» WORK REQUEST
Please list every place that the Thalfang passage gives a distance and direction from, along with that distance and direction.

The climatic spa (Luftkurort) of Thalfang is an Ortsgemeinde – a municipality belonging to a Verbandsgemeinde, a kind of collective municipality – in the Bernkastel-Wittlich district in Rhineland-Palatinate, Germany. It is the seat of the Verbandsgemeinde of Thalfang am Erbeskopf.

== Geography ==

=== Location ===
The municipality lies in the western Hunsrück on the Hunsrückhöhenstraße (“Hunsrück Heights Road”, a scenic road across the Hunsrück built originally as a military road on Hermann Göring’s orders), some 7 km northwest of the Erbeskopf. Thalfang lies roughly 25 km southeast of Wittlich and 25 km east of Trier. Through the municipality flows the Thalfanger Bach.

=== Constituent communities ===
Thalfang’s only outlying Ortsteil is Bäsch.

== History ==
In 632, Thalfang had its first documentary mention. Beginning in the 12th century, Thalfang belonged to the Mark Dhronecken.

On a map of the Archbishopric of Trier from 1645, the village is shown as Thalfinck.

» RECORDED INFORMATION
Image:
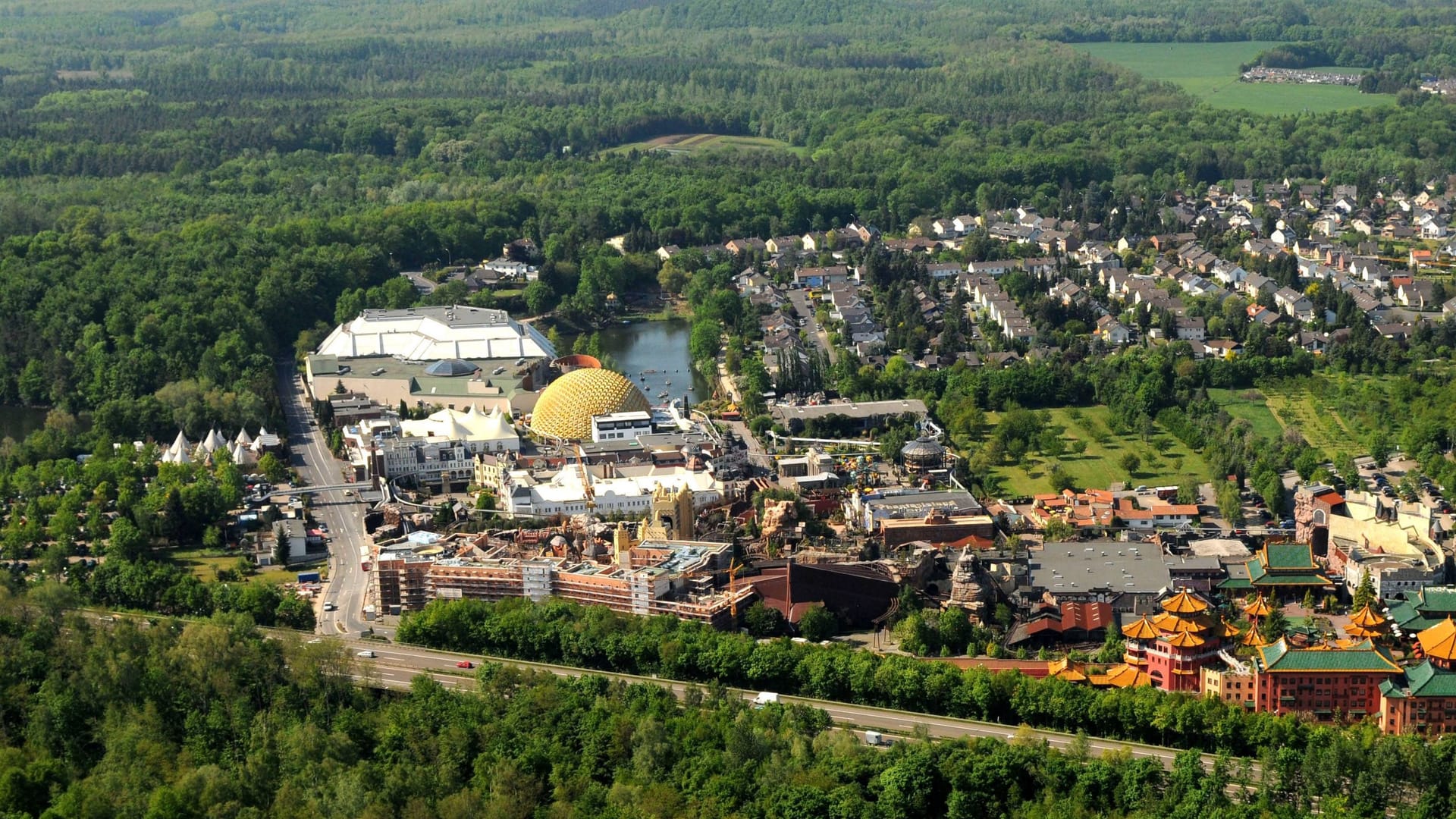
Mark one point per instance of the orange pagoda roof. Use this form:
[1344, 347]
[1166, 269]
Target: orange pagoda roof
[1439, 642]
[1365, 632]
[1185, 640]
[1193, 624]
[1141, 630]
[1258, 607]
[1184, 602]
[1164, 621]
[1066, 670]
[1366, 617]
* * *
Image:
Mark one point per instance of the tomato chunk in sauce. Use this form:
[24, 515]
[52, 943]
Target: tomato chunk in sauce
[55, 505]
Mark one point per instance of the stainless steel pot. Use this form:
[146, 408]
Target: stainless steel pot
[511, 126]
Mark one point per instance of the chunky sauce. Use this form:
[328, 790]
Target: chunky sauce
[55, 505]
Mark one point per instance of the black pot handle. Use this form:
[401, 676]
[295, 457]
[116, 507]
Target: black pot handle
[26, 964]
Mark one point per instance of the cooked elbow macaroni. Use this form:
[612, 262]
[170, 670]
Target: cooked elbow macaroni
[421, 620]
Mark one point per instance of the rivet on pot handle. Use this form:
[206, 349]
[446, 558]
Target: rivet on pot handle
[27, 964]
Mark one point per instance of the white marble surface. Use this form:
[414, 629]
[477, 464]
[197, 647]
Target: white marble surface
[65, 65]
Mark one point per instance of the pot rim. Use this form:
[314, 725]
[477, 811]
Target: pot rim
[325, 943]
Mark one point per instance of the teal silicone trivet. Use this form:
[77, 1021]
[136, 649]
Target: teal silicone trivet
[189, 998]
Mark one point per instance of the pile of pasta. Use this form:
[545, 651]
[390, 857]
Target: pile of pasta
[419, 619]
==
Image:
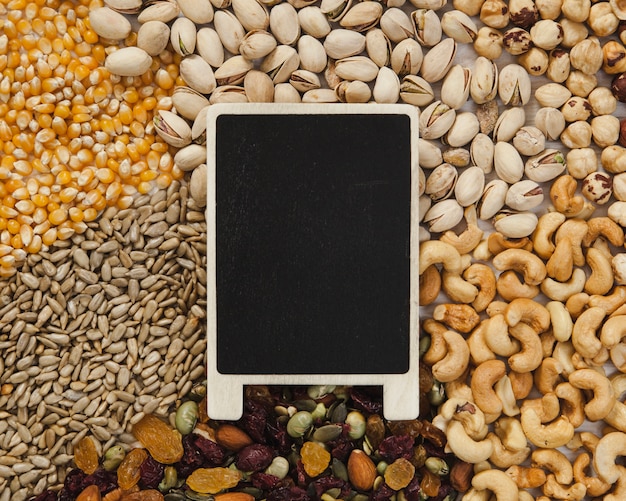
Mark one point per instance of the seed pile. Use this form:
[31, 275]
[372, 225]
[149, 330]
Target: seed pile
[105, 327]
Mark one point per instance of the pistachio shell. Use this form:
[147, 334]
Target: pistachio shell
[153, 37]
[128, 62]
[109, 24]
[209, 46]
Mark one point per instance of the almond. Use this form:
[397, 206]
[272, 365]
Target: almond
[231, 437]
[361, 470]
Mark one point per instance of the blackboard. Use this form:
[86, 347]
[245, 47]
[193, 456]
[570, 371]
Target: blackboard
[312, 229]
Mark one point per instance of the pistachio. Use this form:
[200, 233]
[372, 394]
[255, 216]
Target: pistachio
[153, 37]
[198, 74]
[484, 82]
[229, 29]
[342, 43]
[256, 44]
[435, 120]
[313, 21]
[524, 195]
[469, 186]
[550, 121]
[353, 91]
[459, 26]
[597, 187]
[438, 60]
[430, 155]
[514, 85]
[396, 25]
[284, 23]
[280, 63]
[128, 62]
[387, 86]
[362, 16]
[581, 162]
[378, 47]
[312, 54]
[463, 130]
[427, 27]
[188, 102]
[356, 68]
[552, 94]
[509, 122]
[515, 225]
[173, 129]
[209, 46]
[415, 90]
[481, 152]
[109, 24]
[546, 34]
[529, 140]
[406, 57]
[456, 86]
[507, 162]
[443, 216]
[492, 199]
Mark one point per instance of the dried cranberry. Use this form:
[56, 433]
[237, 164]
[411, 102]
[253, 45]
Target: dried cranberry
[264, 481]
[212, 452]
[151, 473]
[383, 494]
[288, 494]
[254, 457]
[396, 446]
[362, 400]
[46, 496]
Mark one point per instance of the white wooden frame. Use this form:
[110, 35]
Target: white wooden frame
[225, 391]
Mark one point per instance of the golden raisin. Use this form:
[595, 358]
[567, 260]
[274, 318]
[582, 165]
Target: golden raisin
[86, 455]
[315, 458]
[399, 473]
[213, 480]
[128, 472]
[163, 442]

» RESULT BELOW
- Erbeskopf: about 7 km, northwest
- Wittlich: roughly 25 km, southeast
- Trier: roughly 25 km, east